Each task has 30 cases in JSONL, in a 60% typical, 20% edge, 10% known_failure, 10% adversarial distribution. There are 5 prompt versions in YAML, in a deliberate progression: v1 naive baseline, v2 JSON, v3 few-shot, v4 CoT, v5 guardrails.
The MVP delivers the experiment → measure → compare → gate cycle. In production, I would add:
-
Judge calibration against human labels. Annotate 50 to 100 cases by hand and measure the correlation (Spearman/Kendall) between the judge and the human annotation, per dimension. Without calibration, the judge is a ruler with no zero point: it may be systematically lenient or strict.
-
Multi-model judge with majority vote (or a jury). Today it is 1 LLM. In production, running the same prompt across 3 different models (Claude, OpenAI, Gemini) and using the median or majority vote reduces the bias of a single provider.
-
Continuous eval in production (drift). Re-run the eval on sampled real traffic and compare it against the staging scorecard. Alert when the real-traffic slice diverges more than X% from synthetic-typical.
-
Historical pricing tracking.
ModelConfig.pricetoday is a snapshot. In production, pricing has a versioned history. Re-running an old experiment with the new price should stay reproducible. -
Auto-classification of slices for new test cases. Slices today are annotated by hand. In production, a classifier (regex + LLM with confidence) would tag new cases arriving from traffic to feed the known_failure slice.
+===+
§ **What you will do**:
1 > Reproduce the part of the extract that begins at the words "The MVP delivers" and stops after the words "Historical pricing tracking.".
2 > List the five prompt versions named in the extract, each with its label.
3 > According to the extract, how many cases should be annotated by hand to calibrate the judge against human labels?
+===+
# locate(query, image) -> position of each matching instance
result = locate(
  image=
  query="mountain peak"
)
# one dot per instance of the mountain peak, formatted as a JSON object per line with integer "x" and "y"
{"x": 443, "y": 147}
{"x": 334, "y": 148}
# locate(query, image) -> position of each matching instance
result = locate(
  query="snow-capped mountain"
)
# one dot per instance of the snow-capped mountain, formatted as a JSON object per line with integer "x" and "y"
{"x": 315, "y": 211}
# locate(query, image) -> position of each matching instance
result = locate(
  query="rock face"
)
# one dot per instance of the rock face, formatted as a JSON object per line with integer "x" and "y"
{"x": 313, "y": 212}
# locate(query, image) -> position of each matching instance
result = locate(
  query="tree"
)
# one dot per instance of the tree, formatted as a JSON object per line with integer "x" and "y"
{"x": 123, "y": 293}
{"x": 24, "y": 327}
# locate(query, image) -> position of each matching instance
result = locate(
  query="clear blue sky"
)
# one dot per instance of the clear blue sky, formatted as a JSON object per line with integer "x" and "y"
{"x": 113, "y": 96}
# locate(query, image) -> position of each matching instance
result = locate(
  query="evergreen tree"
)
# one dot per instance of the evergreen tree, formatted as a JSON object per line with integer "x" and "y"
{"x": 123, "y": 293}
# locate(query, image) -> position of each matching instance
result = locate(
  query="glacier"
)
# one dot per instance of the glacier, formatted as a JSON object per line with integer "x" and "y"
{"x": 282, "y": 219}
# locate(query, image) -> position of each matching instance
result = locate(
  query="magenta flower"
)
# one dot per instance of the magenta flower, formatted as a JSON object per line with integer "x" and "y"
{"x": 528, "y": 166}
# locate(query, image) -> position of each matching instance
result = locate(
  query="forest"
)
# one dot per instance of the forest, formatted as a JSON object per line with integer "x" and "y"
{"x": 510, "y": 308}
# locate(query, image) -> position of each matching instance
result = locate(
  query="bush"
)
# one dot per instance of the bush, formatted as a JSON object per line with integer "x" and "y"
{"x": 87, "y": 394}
+===+
§ **Solution set**:
1 >
The MVP delivers the experiment → measure → compare → gate cycle. In production, I would add:
-
Judge calibration against human labels. Annotate 50 to 100 cases by hand and measure the correlation (Spearman/Kendall) between the judge and the human annotation, per dimension. Without calibration, the judge is a ruler with no zero point: it may be systematically lenient or strict.
-
Multi-model judge with majority vote (or a jury). Today it is 1 LLM. In production, running the same prompt across 3 different models (Claude, OpenAI, Gemini) and using the median or majority vote reduces the bias of a single provider.
-
Continuous eval in production (drift). Re-run the eval on sampled real traffic and compare it against the staging scorecard. Alert when the real-traffic slice diverges more than X% from synthetic-typical.
-
Historical pricing tracking.

2 >
v1 naive baseline
v2 JSON
v3 few-shot
v4 CoT
v5 guardrails

3 > 50 to 100 cases.